[Exercise requirements] Please give the entries below again exactly, omitting every picture.

Segment Start: Extracted entries

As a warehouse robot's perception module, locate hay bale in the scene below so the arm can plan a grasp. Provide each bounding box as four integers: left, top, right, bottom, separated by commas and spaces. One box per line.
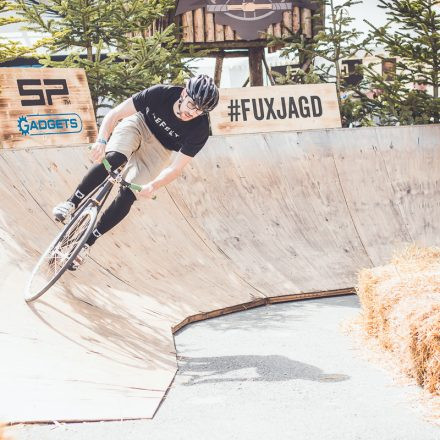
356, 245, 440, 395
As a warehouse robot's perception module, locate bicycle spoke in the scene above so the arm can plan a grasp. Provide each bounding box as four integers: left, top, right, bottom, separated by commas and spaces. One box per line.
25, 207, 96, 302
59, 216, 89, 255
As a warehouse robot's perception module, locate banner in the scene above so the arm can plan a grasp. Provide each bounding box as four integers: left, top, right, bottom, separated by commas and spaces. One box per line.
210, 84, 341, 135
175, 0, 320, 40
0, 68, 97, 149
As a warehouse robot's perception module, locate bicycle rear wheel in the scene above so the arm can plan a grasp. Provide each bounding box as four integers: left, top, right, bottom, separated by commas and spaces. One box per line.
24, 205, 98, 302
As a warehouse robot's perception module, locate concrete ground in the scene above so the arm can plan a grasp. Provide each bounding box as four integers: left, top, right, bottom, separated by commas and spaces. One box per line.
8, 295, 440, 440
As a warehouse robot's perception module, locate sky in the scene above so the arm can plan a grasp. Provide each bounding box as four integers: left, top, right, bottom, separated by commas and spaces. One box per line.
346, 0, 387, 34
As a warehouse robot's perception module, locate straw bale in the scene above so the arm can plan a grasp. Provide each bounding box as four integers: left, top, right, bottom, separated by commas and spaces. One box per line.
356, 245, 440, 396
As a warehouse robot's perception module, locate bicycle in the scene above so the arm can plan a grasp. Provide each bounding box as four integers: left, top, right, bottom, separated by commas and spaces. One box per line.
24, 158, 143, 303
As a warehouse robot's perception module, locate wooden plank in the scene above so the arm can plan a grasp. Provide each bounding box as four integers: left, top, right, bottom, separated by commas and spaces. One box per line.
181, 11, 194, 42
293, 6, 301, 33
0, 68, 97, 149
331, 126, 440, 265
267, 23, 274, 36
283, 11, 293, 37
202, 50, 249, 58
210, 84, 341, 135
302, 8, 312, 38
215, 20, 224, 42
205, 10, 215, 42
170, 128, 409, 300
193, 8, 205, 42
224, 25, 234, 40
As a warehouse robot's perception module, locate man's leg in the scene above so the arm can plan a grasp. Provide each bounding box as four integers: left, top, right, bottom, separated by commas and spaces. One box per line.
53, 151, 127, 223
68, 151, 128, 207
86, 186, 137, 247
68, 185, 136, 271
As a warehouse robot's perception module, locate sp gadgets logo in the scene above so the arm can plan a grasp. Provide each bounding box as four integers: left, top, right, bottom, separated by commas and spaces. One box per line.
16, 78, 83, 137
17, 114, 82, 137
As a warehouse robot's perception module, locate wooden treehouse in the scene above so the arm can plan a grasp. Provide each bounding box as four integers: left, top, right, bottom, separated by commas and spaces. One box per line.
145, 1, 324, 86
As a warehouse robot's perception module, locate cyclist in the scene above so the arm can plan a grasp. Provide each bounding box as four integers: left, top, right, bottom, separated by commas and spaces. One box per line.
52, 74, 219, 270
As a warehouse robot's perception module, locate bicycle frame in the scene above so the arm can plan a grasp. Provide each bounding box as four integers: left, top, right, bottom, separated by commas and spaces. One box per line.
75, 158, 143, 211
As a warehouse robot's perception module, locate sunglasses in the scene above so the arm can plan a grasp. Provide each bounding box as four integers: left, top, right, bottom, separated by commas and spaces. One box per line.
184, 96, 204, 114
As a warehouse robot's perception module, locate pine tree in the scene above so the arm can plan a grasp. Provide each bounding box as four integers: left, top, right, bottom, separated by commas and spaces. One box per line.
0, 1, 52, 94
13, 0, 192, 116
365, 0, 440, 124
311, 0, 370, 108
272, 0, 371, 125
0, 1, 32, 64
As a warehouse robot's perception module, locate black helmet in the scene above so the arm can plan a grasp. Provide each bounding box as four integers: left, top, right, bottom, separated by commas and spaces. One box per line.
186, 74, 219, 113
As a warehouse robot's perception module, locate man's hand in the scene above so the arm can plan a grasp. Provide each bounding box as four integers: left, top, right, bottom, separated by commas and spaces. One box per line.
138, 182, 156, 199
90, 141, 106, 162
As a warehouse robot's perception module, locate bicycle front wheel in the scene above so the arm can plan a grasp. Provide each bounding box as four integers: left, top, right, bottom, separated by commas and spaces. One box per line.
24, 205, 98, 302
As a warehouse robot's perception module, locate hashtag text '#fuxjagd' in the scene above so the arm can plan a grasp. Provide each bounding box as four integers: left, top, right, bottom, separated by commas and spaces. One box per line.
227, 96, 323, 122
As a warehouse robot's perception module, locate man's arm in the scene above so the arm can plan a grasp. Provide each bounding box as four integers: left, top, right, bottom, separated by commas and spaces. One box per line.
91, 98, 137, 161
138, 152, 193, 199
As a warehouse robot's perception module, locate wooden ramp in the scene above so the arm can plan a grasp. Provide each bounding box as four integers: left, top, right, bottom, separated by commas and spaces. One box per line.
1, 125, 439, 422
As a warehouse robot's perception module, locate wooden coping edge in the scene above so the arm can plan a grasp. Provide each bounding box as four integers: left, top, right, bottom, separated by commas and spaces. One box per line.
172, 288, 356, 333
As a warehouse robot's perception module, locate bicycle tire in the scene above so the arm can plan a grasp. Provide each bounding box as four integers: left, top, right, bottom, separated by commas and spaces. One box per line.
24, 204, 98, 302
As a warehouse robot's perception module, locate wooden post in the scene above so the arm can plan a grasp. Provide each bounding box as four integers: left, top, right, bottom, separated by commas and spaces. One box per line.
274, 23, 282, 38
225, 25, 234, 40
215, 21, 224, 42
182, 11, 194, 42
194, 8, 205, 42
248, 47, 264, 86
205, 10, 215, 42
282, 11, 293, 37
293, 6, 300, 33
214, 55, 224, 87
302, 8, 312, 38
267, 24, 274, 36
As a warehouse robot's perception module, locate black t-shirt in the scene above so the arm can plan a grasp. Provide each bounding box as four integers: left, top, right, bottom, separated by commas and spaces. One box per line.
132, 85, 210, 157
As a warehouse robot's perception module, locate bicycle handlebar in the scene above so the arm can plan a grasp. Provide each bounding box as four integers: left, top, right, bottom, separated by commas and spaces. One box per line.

Segment End: Extracted entries

[Solution for this problem]
As a warehouse robot's perception module, locate hay bale in the scene below so the arm can plan a grasp. Provide each bounding box as four integers: left, top, right, bottom, separated by commas and spaces. One box per line.
356, 245, 440, 395
As a warehouse robot's perception module, locate bicycle spoke in the scene above so the arm can plan a grasp. Provide each bounding box as four integers: left, top, right, bottom, separated by commas and spaces. One box per line.
25, 207, 96, 302
59, 216, 89, 255
As a warehouse robot's perception module, locate banner in the scene above so the arm can plan a grasp. Provide each bounding box as four integers: left, top, right, bottom, separated by commas and spaces. One box per line.
210, 84, 341, 135
175, 0, 320, 40
0, 68, 97, 149
As a warehouse robot's perception module, locate bicycle rear wheel in the scene above so the arm can plan a grasp. Provide each bounding box as four integers: left, top, right, bottom, separated by commas and spaces. One box per line.
24, 205, 98, 302
As a warehouse robot's perception module, locate concrete ground in the scene above so the arm can plan a grasp. Provide each bounding box as four integers: left, top, right, bottom, separated by commas and spaces. One box per line.
8, 295, 440, 440
As a warehouse robot's perception module, locate sky in the scene above so the arm can plan a grasp. Provide each bounding box as four integers: left, top, right, bottom, separated by commas and spaces. One box per line.
346, 0, 387, 34
As a warehouse robot's perception module, locate straw bale in the scene above so the arm can plan a grasp. Provide each bounding box as four integers: left, top, right, bottom, separated by commas and spaces. One box per line.
356, 245, 440, 396
As a warehouse robot's perception module, locate bicycle in the scene above so the arm can plan a grasp. Provide each bounding box as four integers: left, top, right, bottom, separated by commas and spaces. One box per line.
24, 158, 143, 303
As a warehouse robot's perception module, locate wooden plank in the scene above so the arm can plan a grasp. Provide each bounding box as four integers: left, top, right, bottom, separated by commas and spaces. One box per line.
181, 11, 194, 42
293, 6, 301, 33
0, 68, 97, 149
331, 126, 440, 265
267, 23, 274, 36
283, 11, 293, 37
202, 50, 249, 58
210, 84, 341, 135
302, 8, 312, 38
215, 20, 224, 42
205, 10, 215, 42
170, 128, 409, 300
193, 8, 205, 42
224, 25, 234, 40
As a warehouse robot's perception module, locate man's leg in the scene above so the arm can plan a grasp. Provide each bounding box as four integers: left, top, right, bottom, separated by commas and spaces. One box per line.
53, 151, 127, 223
68, 151, 128, 207
86, 186, 137, 247
68, 185, 136, 271
As a warehouse robot's perception module, locate sp gadgets logo in the scene above so the arm can plan a grasp. Provide each bounding box as four integers: left, top, right, bottom, separated by commas and spaces. One box per line.
16, 78, 83, 137
17, 114, 82, 137
As a warehouse robot's perception module, locate wooden treehouse in the scene above so the arm can plan a grasp. Provide each bounding box as four integers: left, top, right, bottom, separated by commas and spaces. One box per line.
145, 1, 324, 86
As a warehouse robot's perception module, locate cyclist in the scene above so the arm can plan a grasp. Provide each bounding box as four integers: left, top, right, bottom, separated by commas and spaces. One box per line.
52, 74, 219, 270
As a warehouse robot's perception module, locate bicycle frame in the scene above so the arm can plan a grasp. Provide each bounding box as four integers: left, top, right, bottom, separated by commas and spaces. One box per line.
75, 158, 143, 211
As a warehouse robot's perception module, locate sunglasses in the scene above so the arm can plan a grasp. Provide each bounding box as four integers: left, top, right, bottom, separated by commas and spaces. One box per line.
184, 96, 204, 114
As a warehouse robot's perception module, locate pine tree in the scene above so the arm can plan a grasp. Provide each bounding box as four integers: left, top, right, bottom, separated by commas and spaces. One box per line.
0, 1, 52, 94
13, 0, 192, 116
365, 0, 440, 124
311, 0, 370, 108
272, 0, 371, 125
0, 1, 32, 64
As a warehouse robot's perception module, locate black helmet in the scene above so the arm can plan a grasp. Provide each bounding box as four integers: left, top, right, bottom, separated by commas and spaces. One box per line.
186, 74, 219, 113
As a warehouse robot's perception module, locate man's hand in the scene above so the arm can plan a grasp. Provide each bounding box as four integers: left, top, right, bottom, separated by commas and spaces. One box per line.
138, 182, 156, 199
90, 141, 106, 162
As a warehouse robot's perception module, locate bicycle front wheel in the scene above so the arm can plan a grasp. Provide each bounding box as four integers: left, top, right, bottom, separated by commas and spaces. One box per line.
24, 205, 98, 302
As a warehouse robot's perception module, locate hashtag text '#fuxjagd' in the scene above so the arm can plan a grasp. Provide each bounding box as four integers: left, top, right, bottom, separated by commas and spaces. One box per line.
227, 96, 323, 122
As a warehouse robot's perception module, locate man's arm in the scene above so the arm can plan a grasp. Provide each bounding box as four integers: left, top, right, bottom, separated by commas and spaces. One box per line.
91, 98, 137, 161
138, 152, 193, 199
As a warehouse robot's perception module, locate wooden ramp in the scene above so the arm can plan a grasp. Provide each bounding box as four integers: left, top, right, bottom, separated by commas and spaces. One box per line.
1, 125, 439, 422
As a warehouse robot's perception module, locate wooden coping edge in the scene above so the arm can plan a grasp. Provide each bounding box as four integers: left, top, right, bottom, separated by commas and spaces. One box per line.
172, 288, 356, 333
As a warehouse robot's perception module, locate bicycle tire in the scene above so the arm can plan a grasp. Provide each bounding box as four integers: left, top, right, bottom, separated by commas and spaces. One box per line.
24, 204, 98, 302
As a warehouse robot's perception module, locate wooden post in the scene above so the arm can plan a grasp. Provide each bounding box as four integers: left, top, right, bottom, separated by commas and spaces. One box per line.
274, 23, 282, 38
225, 25, 234, 40
215, 21, 224, 42
182, 11, 194, 42
194, 8, 205, 42
248, 47, 264, 86
205, 10, 215, 42
282, 11, 293, 37
293, 6, 300, 33
214, 55, 224, 87
302, 8, 312, 38
267, 24, 274, 36
As a warehouse robot's perception module, locate black t-shirt in the scene above so the arm can plan a grasp. Provide each bounding box as four integers: left, top, right, bottom, separated by commas and spaces. One box per line.
132, 85, 210, 157
As a warehouse robot's perception module, locate bicycle handlebar in the scene above so the arm can plan a grasp. Provide each bounding box as four integers: left, top, right, bottom, separated by commas and spaces. One box per line.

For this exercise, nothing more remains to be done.